■ **EXERCISE BRIEF**:
Starting at the line that contains "the long brown", copy each line through the end of the listing below. Include both ends and output nothing more.

Labeled-object pointing entries:
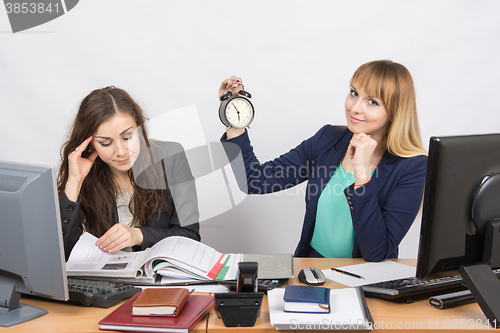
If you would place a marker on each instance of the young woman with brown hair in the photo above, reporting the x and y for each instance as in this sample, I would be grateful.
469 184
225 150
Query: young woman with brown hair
113 180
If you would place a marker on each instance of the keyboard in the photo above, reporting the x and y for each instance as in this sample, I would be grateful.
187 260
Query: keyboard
398 288
101 294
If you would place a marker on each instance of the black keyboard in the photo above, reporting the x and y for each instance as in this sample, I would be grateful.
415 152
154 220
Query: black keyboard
398 288
101 294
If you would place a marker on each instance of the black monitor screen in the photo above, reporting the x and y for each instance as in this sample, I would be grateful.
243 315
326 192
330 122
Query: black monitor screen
456 168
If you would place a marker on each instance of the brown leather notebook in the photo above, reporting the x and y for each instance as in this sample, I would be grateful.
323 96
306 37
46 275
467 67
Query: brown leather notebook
160 302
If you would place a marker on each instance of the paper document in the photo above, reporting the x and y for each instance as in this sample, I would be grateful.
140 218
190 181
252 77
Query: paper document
175 256
372 272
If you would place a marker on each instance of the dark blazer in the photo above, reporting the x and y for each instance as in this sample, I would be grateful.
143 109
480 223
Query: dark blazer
181 220
382 211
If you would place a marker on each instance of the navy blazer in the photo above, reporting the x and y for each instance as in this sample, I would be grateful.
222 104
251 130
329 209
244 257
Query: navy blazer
382 210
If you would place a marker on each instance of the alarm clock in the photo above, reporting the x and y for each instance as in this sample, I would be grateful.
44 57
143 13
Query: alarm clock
236 110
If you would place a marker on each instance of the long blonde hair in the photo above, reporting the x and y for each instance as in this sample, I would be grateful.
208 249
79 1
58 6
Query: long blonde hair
393 84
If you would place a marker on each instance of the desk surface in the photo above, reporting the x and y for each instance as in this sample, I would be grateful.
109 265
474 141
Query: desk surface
387 315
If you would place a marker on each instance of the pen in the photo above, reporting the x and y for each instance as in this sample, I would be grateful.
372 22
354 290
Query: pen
347 273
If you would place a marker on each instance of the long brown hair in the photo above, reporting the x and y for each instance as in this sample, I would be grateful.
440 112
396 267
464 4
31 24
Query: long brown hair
99 188
393 84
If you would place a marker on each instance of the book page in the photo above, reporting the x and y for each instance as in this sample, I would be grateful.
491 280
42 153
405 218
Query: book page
86 259
185 253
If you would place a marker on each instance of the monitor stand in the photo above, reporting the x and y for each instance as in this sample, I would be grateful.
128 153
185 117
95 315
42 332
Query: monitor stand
11 311
480 279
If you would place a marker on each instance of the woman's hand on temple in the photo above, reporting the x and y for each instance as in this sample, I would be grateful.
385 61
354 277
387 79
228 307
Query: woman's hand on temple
78 168
119 237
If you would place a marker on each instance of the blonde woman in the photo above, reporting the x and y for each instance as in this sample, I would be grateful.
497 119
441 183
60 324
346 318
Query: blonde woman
365 181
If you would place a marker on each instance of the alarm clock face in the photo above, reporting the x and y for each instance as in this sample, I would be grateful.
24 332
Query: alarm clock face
239 112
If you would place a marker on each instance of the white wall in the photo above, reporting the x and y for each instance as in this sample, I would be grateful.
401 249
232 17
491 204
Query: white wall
296 58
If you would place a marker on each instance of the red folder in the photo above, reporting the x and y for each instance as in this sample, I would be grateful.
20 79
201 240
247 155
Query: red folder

■ **SOLVED EXERCISE**:
If you would place a marker on each instance of the long brown hair in the photo above, reporting the x and y for each instance as in this sample, I would be grateful.
440 112
396 267
464 4
31 24
Query: long brown hair
99 188
393 84
If you would place a marker on each instance of the book page in the photo above, reporting the x and y for each instance as in this sample, I would be grateful.
491 280
42 153
405 218
Query: book page
86 259
185 253
If you would place a marker on each instance of the monitor stand in the photo above, reporting the x and y for each instance as in this sample, I would be grateful.
128 153
185 117
95 315
42 332
Query: monitor stand
11 311
480 279
If you would place a marker on each instance of the woman's hand on temple in the photo above, reporting the x and y for each instance as in this sample, I would be grateful.
385 61
354 277
387 79
228 307
Query: woman's hand on temple
78 168
119 237
If you would place a marker on each instance of the blonde woman in the photo above, reporting the x and y for each instance as in this sample, I would be grateful.
497 119
441 183
60 324
346 318
Query: blonde woman
365 181
If you would place a marker on each instance of the alarm clock face in the photo above, reporting the x and y for each instance as in this sample, I would be grateful.
24 332
Query: alarm clock face
239 112
If you would place a marker on each instance of the white wall in the photo above, reporting the x and y for each instance as in this sample, I would be grateful.
401 249
232 17
491 204
Query: white wall
296 58
If you would place a marker on each instance of the red folder in the photo above, reporting the x and y for each instance as in this sample, I would be grateful.
20 79
201 240
247 155
Query: red folder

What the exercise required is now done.